■ **Task directions**: From the records below, find each line with the string "bull" and copy it.

■ **Data provided**:
● ● ● ●

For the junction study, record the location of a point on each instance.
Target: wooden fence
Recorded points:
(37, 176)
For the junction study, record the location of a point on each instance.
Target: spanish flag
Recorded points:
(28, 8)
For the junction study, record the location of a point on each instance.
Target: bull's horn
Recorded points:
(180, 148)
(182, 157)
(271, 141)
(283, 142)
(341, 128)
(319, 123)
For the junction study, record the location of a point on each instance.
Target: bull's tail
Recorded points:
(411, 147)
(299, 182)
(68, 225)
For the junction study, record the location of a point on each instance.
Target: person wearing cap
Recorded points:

● ● ● ●

■ **Answer section**:
Target: bull's horn
Target: bull's tail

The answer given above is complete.